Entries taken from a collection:
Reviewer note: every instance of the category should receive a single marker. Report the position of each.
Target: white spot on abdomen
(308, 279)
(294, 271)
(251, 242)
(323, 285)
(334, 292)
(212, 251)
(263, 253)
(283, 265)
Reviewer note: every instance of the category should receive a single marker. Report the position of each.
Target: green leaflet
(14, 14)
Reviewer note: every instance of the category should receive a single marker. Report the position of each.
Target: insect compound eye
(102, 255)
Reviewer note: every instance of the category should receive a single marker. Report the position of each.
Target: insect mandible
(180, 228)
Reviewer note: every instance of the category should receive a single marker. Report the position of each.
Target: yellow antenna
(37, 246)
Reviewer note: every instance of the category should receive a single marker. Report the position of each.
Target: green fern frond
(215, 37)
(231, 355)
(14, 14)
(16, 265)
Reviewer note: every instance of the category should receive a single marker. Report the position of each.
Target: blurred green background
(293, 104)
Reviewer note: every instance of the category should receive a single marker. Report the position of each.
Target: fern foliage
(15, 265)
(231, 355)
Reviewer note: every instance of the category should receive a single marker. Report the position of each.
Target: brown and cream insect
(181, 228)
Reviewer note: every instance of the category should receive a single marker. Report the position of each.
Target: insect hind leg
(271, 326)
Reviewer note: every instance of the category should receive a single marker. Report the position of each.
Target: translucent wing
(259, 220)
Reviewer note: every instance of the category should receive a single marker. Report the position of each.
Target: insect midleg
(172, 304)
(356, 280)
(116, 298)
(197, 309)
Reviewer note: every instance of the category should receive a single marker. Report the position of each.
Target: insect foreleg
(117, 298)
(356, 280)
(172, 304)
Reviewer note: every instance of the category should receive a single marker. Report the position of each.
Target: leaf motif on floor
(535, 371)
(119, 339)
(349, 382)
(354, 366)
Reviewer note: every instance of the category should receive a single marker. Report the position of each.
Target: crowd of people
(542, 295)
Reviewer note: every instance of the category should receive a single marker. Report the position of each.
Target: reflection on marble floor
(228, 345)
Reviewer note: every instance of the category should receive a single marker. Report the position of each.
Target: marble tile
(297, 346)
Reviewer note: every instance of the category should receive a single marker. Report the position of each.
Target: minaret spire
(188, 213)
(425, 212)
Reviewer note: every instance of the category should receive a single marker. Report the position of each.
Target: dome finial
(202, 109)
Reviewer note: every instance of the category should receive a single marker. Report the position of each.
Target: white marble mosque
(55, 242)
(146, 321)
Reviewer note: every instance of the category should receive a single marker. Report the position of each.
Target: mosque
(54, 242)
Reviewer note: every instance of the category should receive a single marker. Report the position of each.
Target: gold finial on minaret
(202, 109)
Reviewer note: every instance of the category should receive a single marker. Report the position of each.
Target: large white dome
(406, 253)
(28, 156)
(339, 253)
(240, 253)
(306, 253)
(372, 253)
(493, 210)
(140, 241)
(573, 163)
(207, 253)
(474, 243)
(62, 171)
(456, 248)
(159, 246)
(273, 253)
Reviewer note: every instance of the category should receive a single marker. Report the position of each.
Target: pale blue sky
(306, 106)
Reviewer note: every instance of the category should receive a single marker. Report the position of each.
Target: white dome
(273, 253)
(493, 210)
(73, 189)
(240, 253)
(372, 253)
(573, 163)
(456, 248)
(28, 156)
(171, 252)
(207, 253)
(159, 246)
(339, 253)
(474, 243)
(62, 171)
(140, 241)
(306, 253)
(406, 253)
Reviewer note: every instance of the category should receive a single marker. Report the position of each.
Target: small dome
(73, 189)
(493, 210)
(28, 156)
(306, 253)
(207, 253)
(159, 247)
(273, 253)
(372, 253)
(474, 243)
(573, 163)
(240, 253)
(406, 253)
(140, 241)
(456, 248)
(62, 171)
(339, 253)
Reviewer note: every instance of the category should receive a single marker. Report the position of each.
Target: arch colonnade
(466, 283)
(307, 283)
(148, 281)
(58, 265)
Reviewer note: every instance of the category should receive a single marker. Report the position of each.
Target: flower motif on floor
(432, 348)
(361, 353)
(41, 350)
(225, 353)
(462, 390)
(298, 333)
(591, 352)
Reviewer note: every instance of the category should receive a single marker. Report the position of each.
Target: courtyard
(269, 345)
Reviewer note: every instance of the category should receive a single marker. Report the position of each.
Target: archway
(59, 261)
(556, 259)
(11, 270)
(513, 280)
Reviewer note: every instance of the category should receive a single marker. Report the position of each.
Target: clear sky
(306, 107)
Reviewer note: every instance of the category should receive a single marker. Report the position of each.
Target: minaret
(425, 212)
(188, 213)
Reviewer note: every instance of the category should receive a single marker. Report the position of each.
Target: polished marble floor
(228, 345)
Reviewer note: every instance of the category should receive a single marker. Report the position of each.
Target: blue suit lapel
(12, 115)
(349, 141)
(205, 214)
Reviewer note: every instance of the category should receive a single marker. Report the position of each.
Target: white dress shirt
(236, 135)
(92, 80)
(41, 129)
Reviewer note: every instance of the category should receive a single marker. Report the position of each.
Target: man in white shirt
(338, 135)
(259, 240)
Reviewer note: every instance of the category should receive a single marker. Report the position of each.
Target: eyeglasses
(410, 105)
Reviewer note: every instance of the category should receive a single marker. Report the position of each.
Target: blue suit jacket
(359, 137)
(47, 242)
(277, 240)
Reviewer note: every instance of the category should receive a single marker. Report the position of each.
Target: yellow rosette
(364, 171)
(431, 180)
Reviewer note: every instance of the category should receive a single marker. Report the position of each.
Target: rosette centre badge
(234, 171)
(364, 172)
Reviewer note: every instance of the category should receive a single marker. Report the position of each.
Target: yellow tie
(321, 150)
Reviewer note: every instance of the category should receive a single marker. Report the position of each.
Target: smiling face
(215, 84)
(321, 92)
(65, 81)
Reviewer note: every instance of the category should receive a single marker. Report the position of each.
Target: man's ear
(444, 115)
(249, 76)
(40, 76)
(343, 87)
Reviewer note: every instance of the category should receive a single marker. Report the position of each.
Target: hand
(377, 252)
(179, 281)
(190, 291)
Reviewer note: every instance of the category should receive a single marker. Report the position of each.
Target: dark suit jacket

> [INSTRUCTIONS FOR THE TASK]
Each record above should be retyped in full, exactly as shown.

> [ANSWER TO THE PROBLEM]
Reviewer note: every instance of the category should receive a single marker. Report the position of each.
Target: white spot on abdomen
(308, 279)
(294, 271)
(251, 242)
(323, 285)
(334, 292)
(212, 251)
(263, 253)
(283, 265)
Reviewer note: every instance of the category should receive a single marker. Report the position of each.
Target: green leaflet
(14, 14)
Reviewer note: every instance of the category should receive a single marker. Report the position of each.
Target: insect compound eye
(102, 255)
Reviewer note: every instance of the category should receive a single marker. Report the position of each.
Target: insect mandible
(180, 228)
Reviewer note: every instance of the category should receive a single marker. Report the position of each.
Target: yellow antenna
(37, 246)
Reviewer note: every instance of the category should receive a single marker. Report the position of each.
Target: green fern frond
(215, 37)
(231, 355)
(14, 14)
(16, 265)
Reviewer note: every instance of the category should receive a single marker. Report the position of each.
Target: blurred green background
(293, 104)
Reviewer note: every instance of the category should receive a single marker. Report the position of each.
Target: fern foliage
(15, 265)
(231, 355)
Reviewer note: every instance of the category should receive a single marker. Report the position of each.
Target: brown and cream insect
(181, 228)
Reviewer note: every instance of the category should receive a single marker. Report the position of each.
Target: insect hind leg
(271, 326)
Reviewer note: every instance of the category should receive a single marker. Report the position of each.
Target: translucent wing
(259, 220)
Reviewer note: every instance of the category should receive a single marker. Report the position of each.
Target: insect midleg
(172, 304)
(356, 280)
(116, 298)
(197, 309)
Reviewer note: every instance of the category should receive a single marker. Report the position of each.
Target: insect foreleg
(117, 298)
(356, 280)
(172, 304)
Reviewer note: every instance of the category should receive a single marker. Report the position of each.
Target: leaf motif on floor
(535, 371)
(119, 339)
(349, 382)
(354, 366)
Reviewer note: every instance of the category should receive a single marker. Report the position of each.
Target: crowd of people
(542, 295)
Reviewer note: every instance of the category should receive a single marker. Report the position of each.
Target: reflection on marble floor
(228, 345)
Reviewer note: every instance of the category should receive a single marker. Report the position of each.
Target: marble tile
(297, 346)
Reviewer note: every instance of the category should receive a single marker. Report the position of each.
Target: minaret spire
(188, 213)
(425, 212)
Reviewer note: every instance of the category should receive a single marker. Report the position of each.
Target: dome finial
(202, 109)
Reviewer note: every instance of the category should receive a single marker. Report the position of each.
Target: white marble mosque
(55, 242)
(146, 321)
Reviewer note: every instance of the category should receive a single marker. Report the position of each.
Target: mosque
(54, 242)
Reviewer note: every instance of the category should receive a single marker. Report the position of each.
Target: gold finial on minaret
(202, 109)
Reviewer note: every instance of the category should receive a single marker. Report the position of each.
Target: large white dome
(406, 253)
(28, 156)
(339, 253)
(240, 253)
(306, 253)
(372, 253)
(493, 210)
(140, 241)
(573, 163)
(207, 253)
(474, 243)
(62, 171)
(456, 248)
(159, 246)
(273, 253)
Reviewer note: every instance of the category should receive a single marker. Report the position of each.
Target: pale blue sky
(306, 106)
Reviewer note: every instance of the category should receive a single marker. Report the position of each.
Target: white dome
(273, 253)
(493, 210)
(73, 189)
(240, 253)
(372, 253)
(573, 163)
(456, 248)
(28, 156)
(171, 252)
(207, 253)
(159, 246)
(339, 253)
(474, 243)
(62, 171)
(140, 241)
(306, 253)
(406, 253)
Reviewer note: every instance of the category should receive a single marker. Report the position of each.
Target: small dome
(73, 189)
(493, 210)
(28, 156)
(306, 253)
(207, 253)
(159, 247)
(273, 253)
(372, 253)
(474, 243)
(573, 163)
(240, 253)
(406, 253)
(140, 241)
(456, 248)
(62, 171)
(339, 253)
Reviewer note: every instance of the category should receive a single marker. Report the position of each.
Target: arch colonnade
(466, 283)
(307, 283)
(148, 281)
(58, 265)
Reviewer note: every instance of the category should receive a single marker. Report the position of each.
Target: flower motif on floor
(432, 348)
(361, 353)
(41, 350)
(225, 353)
(462, 390)
(298, 333)
(591, 352)
Reviewer note: every instance of the category should receive a single marker. Report the position of each.
Target: courtyard
(269, 345)
Reviewer note: every instance of the category should receive a single marker. Report the position of each.
Target: archway
(59, 261)
(556, 259)
(11, 270)
(513, 280)
Reviewer note: every instance of the category should receive a single marker. Report the position of each.
Target: clear sky
(306, 107)
Reviewer note: every instance of the category should receive a single marker. Report the position of each.
Target: minaret
(425, 212)
(188, 213)
Reviewer note: every instance of the category should receive a single marker. Report the position of each.
Target: polished marble floor
(228, 345)
Reviewer note: every instance of the category should receive a single marker. Report the position of each.
Target: blue suit lapel
(12, 115)
(349, 141)
(205, 214)
Reviewer note: every instance of the category should receive a single marker. Report the position of each.
Target: white dress shirt
(236, 135)
(92, 80)
(41, 129)
Reviewer note: every instance of the category should receive a single marker. Report the position of each.
Target: man in white shirt
(338, 135)
(259, 240)
Reviewer note: every instance of the category should receive a single marker. Report the position of each.
Target: eyeglasses
(410, 105)
Reviewer note: every instance of the category should receive a single marker. Report the position of each.
Target: blue suit jacket
(359, 137)
(47, 242)
(277, 240)
Reviewer note: every instance of the category should receive a single marker. Report the position of each.
Target: yellow rosette
(364, 171)
(431, 180)
Reviewer note: every instance of the category should receive a single marker. Report the position of each.
Target: rosette centre badge
(234, 171)
(364, 172)
Reviewer note: every instance of the category should receive a single marker. Report the position of each.
Target: yellow tie
(321, 150)
Reviewer note: every instance of the category should receive a single marker. Report the position of each.
Target: smiling face
(215, 84)
(321, 92)
(65, 81)
Reviewer note: every instance of the category should receive a single marker. Report the position of each.
Target: man's ear
(444, 115)
(249, 76)
(40, 76)
(343, 87)
Reviewer note: every instance of the category should receive a single marker. Report the position of each.
Target: hand
(377, 252)
(179, 281)
(190, 291)
Reviewer note: every instance of the category should receive a single marker. Report the position of each.
Target: dark suit jacket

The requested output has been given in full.